Supplied text.
::::
The classical approach to medicinal chemistry starts from something known. You take a hit, look at what structural features correlate with activity, then systematically modify the scaffold — a methyl group here, a fluorine there, a different heterocycle — until you've built a compound that satisfies enough criteria to move forward. It's iterative. It's systematic. And it's fundamentally limited by the imagination and chemical intuition of the people doing it.
Generative molecular design changes the starting premise. Instead of modifying what exists, you specify what properties you want and ask the model to construct a molecule that satisfies them. The question is whether the molecules it produces are actually useful, or whether they're just chemically valid strings with no path to a real vial.
What Generative Models Are Actually Doing
There are several technical approaches to generative molecular design — variational autoencoders operating on SMILES strings, graph neural networks that generate molecular graphs atom-by-atom, diffusion models that operate in 3D coordinate space — but they share a common structure. You encode a molecule into a latent representation, the model learns to map regions of that latent space to molecular structures, and then you can navigate that space to find structures with desired properties.
The multi-property optimization aspect is what makes this genuinely useful. In traditional SAR, optimizing for one property often degrades another — improving potency by increasing lipophilicity runs into ADMET problems, improving selectivity by adding steric bulk hurts permeability. With a generative model coupled to property predictors, you can define constraints across all properties simultaneously and ask the model to find the Pareto frontier — the set of compounds where improving one property isn't possible without degrading another.
For CAI-014, our FGF21 receptor agonist program, we ran a generative design campaign with five simultaneous constraints: predicted binding affinity above a threshold, molecular weight under 480 Da, cLogP between 1.0 and 3.0, predicted microsomal stability above 30 minutes half-life in rat liver microsomes, and no CYP2D6 inhibition flags. Starting from a known FGF21 mimetic peptide scaffold that we'd converted to a small molecule seed, the model generated approximately 2,400 candidate structures over three days of compute.
::::
Stored data entries
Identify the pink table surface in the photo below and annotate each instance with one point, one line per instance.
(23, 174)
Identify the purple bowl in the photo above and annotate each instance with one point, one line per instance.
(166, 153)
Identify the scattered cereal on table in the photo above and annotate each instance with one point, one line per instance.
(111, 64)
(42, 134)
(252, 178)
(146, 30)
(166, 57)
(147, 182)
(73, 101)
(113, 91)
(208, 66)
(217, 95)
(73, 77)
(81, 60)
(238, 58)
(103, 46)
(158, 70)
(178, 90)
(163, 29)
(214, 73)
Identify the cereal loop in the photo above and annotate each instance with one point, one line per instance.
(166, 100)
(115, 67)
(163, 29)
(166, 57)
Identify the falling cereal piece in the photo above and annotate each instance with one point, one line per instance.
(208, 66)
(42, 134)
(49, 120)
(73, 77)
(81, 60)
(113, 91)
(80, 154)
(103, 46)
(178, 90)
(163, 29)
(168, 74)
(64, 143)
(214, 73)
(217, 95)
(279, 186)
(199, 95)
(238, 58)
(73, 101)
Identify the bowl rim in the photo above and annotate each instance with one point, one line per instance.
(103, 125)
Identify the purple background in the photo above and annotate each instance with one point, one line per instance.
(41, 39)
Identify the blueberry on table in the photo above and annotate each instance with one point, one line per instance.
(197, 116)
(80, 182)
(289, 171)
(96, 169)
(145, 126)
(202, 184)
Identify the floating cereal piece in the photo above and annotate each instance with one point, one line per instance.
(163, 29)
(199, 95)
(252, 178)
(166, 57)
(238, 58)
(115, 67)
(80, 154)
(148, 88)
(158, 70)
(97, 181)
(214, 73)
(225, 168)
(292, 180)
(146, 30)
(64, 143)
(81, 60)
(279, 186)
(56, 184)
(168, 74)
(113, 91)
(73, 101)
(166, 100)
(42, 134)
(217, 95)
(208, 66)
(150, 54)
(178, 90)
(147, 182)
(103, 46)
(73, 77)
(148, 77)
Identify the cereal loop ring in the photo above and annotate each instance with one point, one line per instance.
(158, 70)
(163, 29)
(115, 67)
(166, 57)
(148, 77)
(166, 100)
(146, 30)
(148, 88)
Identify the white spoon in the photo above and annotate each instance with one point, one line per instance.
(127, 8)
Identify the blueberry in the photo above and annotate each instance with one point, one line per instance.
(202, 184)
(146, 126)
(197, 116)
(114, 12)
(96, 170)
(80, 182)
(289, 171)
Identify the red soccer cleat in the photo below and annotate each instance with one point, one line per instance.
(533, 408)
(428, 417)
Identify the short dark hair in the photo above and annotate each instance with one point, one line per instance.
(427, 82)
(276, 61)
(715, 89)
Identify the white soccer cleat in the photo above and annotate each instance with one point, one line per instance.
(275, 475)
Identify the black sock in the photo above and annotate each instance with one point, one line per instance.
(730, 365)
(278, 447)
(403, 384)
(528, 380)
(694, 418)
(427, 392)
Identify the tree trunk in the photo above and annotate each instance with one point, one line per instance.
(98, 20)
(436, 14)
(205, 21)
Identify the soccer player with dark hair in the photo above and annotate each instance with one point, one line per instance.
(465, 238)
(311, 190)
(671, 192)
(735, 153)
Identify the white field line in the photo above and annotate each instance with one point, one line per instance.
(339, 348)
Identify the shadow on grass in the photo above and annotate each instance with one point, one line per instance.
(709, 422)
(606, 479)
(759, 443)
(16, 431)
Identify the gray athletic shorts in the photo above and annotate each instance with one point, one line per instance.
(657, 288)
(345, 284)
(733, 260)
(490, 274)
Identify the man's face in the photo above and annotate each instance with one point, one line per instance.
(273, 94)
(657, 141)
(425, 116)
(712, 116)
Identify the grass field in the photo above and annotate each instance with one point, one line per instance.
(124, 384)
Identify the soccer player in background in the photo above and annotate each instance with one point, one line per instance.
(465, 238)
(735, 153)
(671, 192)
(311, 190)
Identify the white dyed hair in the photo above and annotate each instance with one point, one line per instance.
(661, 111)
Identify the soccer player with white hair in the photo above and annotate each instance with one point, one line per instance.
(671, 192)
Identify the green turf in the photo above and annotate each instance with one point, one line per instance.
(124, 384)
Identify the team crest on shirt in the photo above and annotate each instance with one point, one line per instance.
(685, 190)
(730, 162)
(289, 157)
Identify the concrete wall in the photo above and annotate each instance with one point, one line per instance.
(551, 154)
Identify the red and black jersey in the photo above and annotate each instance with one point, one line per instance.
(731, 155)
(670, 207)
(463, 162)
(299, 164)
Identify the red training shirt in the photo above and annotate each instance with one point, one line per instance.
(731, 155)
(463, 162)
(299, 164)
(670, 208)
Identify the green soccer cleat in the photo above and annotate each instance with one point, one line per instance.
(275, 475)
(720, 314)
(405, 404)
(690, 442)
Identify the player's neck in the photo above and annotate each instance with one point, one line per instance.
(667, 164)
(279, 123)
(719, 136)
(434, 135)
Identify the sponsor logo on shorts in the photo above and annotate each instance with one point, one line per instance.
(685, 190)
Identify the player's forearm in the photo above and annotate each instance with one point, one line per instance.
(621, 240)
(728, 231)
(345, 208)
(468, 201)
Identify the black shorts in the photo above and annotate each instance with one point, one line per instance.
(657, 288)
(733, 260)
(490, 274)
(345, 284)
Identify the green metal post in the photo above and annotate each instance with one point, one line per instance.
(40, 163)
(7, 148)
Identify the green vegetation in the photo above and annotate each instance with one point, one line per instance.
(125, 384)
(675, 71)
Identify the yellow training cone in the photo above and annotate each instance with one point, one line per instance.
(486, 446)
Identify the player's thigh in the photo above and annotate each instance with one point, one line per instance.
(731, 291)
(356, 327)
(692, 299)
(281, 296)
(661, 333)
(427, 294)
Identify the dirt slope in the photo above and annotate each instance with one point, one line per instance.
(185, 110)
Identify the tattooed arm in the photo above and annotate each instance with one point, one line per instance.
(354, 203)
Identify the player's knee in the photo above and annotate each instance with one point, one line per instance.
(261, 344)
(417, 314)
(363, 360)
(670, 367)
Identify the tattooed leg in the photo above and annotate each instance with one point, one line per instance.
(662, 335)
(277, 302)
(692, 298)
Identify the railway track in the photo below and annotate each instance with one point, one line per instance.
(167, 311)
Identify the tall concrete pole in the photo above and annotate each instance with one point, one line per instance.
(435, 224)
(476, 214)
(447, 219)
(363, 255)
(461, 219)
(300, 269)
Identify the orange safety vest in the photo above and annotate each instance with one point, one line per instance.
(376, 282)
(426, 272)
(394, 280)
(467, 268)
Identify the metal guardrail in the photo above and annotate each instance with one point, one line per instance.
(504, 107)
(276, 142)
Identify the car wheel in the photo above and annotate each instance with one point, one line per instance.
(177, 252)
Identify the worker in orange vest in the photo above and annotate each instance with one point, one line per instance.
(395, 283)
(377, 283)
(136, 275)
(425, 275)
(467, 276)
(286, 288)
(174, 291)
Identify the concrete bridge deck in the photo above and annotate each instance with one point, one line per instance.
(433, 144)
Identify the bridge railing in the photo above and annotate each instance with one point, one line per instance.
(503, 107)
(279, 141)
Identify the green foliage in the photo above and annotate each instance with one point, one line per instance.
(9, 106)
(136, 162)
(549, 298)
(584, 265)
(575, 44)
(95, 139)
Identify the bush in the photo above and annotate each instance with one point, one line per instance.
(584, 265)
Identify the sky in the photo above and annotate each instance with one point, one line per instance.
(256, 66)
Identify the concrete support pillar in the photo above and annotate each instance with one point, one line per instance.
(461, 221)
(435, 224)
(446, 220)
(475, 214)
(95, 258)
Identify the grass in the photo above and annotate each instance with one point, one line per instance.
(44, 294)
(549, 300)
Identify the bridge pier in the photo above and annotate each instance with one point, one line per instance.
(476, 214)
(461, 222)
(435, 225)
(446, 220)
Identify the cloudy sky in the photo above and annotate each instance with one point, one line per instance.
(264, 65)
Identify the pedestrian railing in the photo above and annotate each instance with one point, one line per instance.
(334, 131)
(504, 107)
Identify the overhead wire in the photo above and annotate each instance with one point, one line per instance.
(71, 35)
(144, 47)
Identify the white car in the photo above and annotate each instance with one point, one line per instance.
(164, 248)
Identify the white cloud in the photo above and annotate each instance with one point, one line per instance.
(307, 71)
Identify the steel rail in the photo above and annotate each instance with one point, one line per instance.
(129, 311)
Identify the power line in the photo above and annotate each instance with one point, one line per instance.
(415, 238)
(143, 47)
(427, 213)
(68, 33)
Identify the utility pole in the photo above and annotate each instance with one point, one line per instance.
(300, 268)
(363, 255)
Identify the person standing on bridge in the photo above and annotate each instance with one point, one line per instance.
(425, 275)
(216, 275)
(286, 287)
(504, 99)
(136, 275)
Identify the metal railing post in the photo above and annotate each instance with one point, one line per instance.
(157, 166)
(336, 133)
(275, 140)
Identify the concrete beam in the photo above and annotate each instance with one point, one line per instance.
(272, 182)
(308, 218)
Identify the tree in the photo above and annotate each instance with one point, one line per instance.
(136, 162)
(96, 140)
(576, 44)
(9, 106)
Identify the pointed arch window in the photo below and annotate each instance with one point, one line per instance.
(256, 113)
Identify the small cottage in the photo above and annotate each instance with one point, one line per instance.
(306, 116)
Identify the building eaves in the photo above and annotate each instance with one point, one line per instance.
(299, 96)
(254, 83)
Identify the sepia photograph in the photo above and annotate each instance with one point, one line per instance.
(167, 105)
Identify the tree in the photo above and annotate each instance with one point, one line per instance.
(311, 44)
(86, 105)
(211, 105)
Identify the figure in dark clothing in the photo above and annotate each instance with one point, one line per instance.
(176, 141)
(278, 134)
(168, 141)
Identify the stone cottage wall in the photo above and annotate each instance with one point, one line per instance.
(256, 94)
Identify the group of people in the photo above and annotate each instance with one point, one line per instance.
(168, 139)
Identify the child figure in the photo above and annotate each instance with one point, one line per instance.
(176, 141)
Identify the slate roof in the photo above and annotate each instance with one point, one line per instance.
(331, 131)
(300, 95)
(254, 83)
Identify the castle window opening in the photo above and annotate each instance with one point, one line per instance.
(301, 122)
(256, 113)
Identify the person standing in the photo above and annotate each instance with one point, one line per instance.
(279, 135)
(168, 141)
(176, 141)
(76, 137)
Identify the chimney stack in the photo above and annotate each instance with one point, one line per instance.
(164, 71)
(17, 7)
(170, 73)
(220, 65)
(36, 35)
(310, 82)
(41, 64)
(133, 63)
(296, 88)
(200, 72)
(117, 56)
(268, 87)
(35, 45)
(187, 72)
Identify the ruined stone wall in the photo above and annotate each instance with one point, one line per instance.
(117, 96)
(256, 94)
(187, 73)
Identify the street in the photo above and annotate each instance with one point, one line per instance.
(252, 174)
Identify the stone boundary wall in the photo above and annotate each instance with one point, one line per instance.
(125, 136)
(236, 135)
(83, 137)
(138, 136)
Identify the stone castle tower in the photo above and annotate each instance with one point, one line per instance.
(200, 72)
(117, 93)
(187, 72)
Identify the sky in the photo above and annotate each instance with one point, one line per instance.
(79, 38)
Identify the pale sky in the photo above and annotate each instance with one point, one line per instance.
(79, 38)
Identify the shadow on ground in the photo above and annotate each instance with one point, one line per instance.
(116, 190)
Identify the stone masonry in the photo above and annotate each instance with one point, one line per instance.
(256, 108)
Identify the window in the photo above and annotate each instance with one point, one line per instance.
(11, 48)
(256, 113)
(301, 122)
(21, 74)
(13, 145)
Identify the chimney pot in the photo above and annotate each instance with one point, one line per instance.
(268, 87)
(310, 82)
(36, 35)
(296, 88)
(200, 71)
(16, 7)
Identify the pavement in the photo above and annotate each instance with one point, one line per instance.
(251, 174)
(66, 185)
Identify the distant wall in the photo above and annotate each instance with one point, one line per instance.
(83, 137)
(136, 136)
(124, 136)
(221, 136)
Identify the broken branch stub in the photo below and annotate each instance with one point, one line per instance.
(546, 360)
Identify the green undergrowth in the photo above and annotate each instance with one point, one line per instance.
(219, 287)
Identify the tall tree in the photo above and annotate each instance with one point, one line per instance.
::::
Task set.
1: Answer these questions from the text on generative molecular design:
(a) What does the classical approach to medicinal chemistry start from?
(b) What term is used for the set of compounds where improving one property isn't possible without degrading another?
(c) How many candidate structures did the model generate for CAI-014, and over how long?
2: Can you reproduce the generative molecular design text between "Generative molecular design changes" and "a real vial.", inclusive?

Answers for each item.
1:
(a) Something known: a hit, whose scaffold is then systematically modified.
(b) The Pareto frontier.
(c) Approximately 2,400 candidate structures over three days of compute.

2:
Generative molecular design changes the starting premise. Instead of modifying what exists, you specify what properties you want and ask the model to construct a molecule that satisfies them. The question is whether the molecules it produces are actually useful, or whether they're just chemically valid strings with no path to a real vial.